- _WORK REQUEST_
Lines containing "chair": state how many there are in these entries, and write only that number.

- _MATERIAL SUPPLIED_

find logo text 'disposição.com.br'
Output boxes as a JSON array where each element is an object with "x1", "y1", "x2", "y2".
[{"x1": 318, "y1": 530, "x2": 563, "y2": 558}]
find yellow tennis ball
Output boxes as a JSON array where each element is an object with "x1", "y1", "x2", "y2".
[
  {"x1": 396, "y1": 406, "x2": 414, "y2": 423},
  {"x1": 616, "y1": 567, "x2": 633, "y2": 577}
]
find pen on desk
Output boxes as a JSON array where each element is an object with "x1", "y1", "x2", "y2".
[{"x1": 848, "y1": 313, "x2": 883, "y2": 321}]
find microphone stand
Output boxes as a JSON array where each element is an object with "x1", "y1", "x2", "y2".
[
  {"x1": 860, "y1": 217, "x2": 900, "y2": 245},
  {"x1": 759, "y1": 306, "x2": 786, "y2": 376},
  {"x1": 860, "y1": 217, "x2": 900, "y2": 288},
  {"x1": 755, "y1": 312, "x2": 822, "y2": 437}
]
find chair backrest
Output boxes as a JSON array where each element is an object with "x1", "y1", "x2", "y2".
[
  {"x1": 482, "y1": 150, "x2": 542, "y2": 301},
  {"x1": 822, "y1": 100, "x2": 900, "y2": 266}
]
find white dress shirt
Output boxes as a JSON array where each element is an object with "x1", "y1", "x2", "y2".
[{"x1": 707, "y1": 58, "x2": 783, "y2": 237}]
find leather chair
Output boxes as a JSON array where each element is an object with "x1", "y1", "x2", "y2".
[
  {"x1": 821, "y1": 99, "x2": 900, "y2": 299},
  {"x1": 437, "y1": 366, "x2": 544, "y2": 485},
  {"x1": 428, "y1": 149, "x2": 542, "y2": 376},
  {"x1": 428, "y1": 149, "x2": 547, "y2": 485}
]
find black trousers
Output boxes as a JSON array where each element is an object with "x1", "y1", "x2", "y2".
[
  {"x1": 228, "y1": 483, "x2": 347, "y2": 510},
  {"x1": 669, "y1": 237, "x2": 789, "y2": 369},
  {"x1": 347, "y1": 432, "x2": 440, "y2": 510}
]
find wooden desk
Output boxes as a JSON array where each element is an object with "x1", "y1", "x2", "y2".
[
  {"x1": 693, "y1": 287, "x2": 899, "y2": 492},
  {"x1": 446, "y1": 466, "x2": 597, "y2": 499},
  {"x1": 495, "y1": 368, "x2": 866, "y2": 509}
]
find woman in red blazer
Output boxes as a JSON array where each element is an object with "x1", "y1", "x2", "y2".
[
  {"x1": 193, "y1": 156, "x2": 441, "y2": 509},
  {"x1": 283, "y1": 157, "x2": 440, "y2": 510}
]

- _SOLVED EXERCISE_
2